◆ PROMPT
Output each of the entries below line for line, without changing a single character.
-- BEGIN DATA PROVIDED --
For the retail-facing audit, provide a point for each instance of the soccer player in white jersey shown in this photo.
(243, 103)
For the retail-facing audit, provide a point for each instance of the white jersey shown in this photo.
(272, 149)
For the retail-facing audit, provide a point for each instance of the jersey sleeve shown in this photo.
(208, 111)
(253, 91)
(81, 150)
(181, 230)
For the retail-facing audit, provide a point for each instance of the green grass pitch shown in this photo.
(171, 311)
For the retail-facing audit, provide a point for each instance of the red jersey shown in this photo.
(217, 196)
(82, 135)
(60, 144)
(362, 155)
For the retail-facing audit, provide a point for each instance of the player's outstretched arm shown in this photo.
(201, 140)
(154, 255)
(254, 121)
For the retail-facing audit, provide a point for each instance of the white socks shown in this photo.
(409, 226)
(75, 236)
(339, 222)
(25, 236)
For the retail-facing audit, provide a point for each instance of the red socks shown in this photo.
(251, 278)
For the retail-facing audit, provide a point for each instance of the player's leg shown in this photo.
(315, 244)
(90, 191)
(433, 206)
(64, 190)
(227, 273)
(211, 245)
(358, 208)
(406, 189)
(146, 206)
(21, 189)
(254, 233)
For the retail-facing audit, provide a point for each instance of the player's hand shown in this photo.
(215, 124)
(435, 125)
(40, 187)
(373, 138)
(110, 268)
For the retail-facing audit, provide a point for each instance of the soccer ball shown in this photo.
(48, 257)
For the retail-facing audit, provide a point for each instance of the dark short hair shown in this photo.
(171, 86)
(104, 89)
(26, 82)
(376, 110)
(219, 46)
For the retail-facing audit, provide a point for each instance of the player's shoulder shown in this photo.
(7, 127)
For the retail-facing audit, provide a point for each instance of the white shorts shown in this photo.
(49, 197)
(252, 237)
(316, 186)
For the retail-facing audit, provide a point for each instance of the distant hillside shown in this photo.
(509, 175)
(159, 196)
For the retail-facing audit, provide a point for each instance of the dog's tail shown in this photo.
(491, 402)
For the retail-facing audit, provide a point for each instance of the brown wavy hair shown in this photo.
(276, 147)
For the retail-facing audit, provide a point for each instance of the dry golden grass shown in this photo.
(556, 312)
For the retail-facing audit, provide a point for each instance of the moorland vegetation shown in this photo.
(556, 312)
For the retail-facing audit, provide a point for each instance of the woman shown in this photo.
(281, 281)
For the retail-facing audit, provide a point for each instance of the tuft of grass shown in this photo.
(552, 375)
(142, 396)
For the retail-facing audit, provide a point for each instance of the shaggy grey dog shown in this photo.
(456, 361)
-- END DATA PROVIDED --
◆ WRITTEN REPLY
For the retail-facing audit, provide a point for each instance of the soccer player in white jersey shown in this photo.
(243, 103)
For the retail-facing audit, provide a point for each instance of the white jersey shown in this photo.
(272, 149)
For the retail-facing audit, provide a point for each instance of the jersey sleeve shown in this photo.
(208, 111)
(253, 91)
(81, 150)
(181, 230)
For the retail-facing audit, provide a point for each instance of the green grass pitch shown in this photo.
(171, 311)
For the retail-facing audit, provide a point for each instance of the red jersey shown in this photo.
(217, 196)
(82, 135)
(60, 144)
(362, 155)
For the retail-facing audit, provide a point for each instance of the player's outstretched arm shown in this photo.
(201, 140)
(154, 255)
(254, 121)
For the retail-facing audit, provide a point for each instance of the white socks shown in this photo.
(409, 226)
(75, 236)
(339, 222)
(25, 236)
For the retail-facing audit, provide a point for each instance of the red socks shown in this photo.
(251, 278)
For the retail-facing audit, provide a point for each instance of the player's leg shown in this photo.
(315, 244)
(90, 191)
(433, 206)
(64, 190)
(227, 273)
(211, 245)
(358, 208)
(406, 189)
(146, 206)
(21, 189)
(254, 233)
For the retail-facing audit, provide a point for each instance of the player's hand shown in this photo.
(215, 124)
(435, 125)
(40, 187)
(373, 138)
(110, 268)
For the retail-facing audit, provide a point for each instance of the soccer ball shown in this photo.
(48, 257)
For the retail-facing audit, provide a point for each instance of the dark short hair shown in this photo.
(171, 86)
(104, 89)
(26, 82)
(376, 110)
(219, 46)
For the retail-facing audit, provide a point for each instance of the player's shoulder shown in this photo.
(7, 127)
For the retail-facing audit, provide a point for each instance of the white shorts shown in this photo.
(49, 197)
(252, 237)
(316, 186)
For the retail-facing audit, provide a point for each instance of the distant hillside shown in this photo.
(509, 175)
(159, 196)
For the retail-facing audit, provide a point for each instance of the dog's tail shown in this photo.
(491, 402)
For the retail-facing audit, provide a point for each instance of the brown wavy hair shown in this photo.
(276, 147)
For the retail-facing audit, provide a point for each instance of the dry golden grass shown in this photo.
(556, 312)
For the retail-facing audit, provide a point for each instance of the moorland vegetation shown in this photo.
(556, 312)
For the retail-facing audit, provide a point for each instance of the woman shown in this photo.
(281, 281)
For the retail-facing audit, provide a point for each instance of the tuft of grass shown in this photo.
(552, 375)
(142, 396)
For the retail-facing audit, provide a point for each instance of the shaggy grey dog shown in this photo.
(456, 361)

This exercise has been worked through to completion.